* [What to do] Repeat the material exactly, leaving nothing out.

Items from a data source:
## START
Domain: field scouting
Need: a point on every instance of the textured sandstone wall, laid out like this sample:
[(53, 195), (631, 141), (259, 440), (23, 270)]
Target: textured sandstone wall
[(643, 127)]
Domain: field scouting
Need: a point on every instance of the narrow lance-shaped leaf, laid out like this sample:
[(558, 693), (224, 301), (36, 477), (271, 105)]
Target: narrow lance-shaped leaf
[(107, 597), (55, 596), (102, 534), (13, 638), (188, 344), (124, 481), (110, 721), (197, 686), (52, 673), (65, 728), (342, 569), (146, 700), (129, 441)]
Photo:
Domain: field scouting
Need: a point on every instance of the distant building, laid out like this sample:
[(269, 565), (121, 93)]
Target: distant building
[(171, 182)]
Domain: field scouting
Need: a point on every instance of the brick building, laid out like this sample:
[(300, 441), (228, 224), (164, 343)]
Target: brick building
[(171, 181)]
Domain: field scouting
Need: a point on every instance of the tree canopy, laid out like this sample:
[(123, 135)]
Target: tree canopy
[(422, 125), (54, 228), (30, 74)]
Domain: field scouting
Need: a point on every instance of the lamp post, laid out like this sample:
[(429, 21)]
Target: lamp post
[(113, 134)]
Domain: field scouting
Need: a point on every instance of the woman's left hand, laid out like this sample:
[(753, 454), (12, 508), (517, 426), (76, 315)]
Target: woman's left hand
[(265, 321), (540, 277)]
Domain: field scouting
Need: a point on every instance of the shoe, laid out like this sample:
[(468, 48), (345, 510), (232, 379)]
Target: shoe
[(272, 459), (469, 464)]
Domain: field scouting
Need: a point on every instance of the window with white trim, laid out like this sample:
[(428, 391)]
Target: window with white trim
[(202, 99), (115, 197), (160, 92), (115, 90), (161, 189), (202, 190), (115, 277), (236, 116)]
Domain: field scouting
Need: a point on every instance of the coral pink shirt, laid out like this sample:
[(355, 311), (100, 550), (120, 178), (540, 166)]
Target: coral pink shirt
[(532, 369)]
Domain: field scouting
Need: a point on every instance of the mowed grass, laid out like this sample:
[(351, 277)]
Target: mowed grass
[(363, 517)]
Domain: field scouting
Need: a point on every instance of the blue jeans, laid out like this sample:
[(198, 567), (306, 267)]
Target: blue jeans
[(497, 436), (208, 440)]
## END
* [Response]
Domain: field scouting
Need: a point on every instance of the textured sandstone wall, laid out like this sample:
[(53, 195), (631, 141), (259, 440), (23, 270)]
Target: textured sandstone wall
[(643, 127)]
Domain: field scouting
Need: a point on every instance of the narrow lance-shaped leaf, laid out like this sample:
[(558, 693), (224, 301), (36, 477), (271, 105)]
Target: narrow lance-shaped leaf
[(107, 597), (55, 596), (102, 534), (13, 638), (188, 344), (124, 481), (110, 721), (197, 686), (52, 673), (65, 728), (342, 569), (146, 700), (129, 441)]
Photo:
Domain: field scouting
Need: a point on every instance of the distant building, laid out like this sample:
[(269, 565), (121, 93)]
Target: distant building
[(171, 182)]
Domain: field scouting
Need: a point on every instance of the brick building, laid out like this sample:
[(300, 441), (228, 224), (164, 343)]
Target: brick building
[(171, 181)]
Domain: field scouting
Need: a point on every instance of the tree canopy, laid out like this sample:
[(123, 135)]
Target: tree canopy
[(422, 125), (54, 228), (30, 74)]
Domain: field scouting
Need: a point on every instance of the lamp post, laid out like this sample:
[(429, 21)]
Target: lamp post
[(113, 134)]
Domain: field scouting
Need: a point on every instance of the woman's left hand, laid out like this sample:
[(753, 454), (12, 508), (517, 426), (76, 315)]
Target: woman's left hand
[(265, 321), (540, 277)]
Domain: field scouting
Need: a point on every instance of the shoe, laid out like this sample:
[(468, 48), (345, 510), (232, 379)]
Target: shoe
[(272, 459), (469, 464)]
Domain: field scouting
Need: a point on every instance of the window with white trim, laid out like this sample:
[(428, 391)]
Target: window with white trim
[(202, 99), (115, 197), (160, 92), (115, 90), (161, 189), (202, 190), (115, 277), (236, 116)]
Domain: field scouting
Need: a point on every instance of the coral pink shirt, laid out like this sample:
[(355, 311), (100, 550), (120, 178), (540, 166)]
Target: coral pink shirt
[(532, 369)]
Domain: field scouting
Need: a point on every instance of the mowed grass, laid out like this sample:
[(351, 277)]
Target: mowed grass
[(363, 517)]
Domain: field scouting
Need: a point on every instance of the blue jeans, laid out like this sample:
[(198, 567), (306, 267)]
Target: blue jeans
[(497, 436), (208, 440)]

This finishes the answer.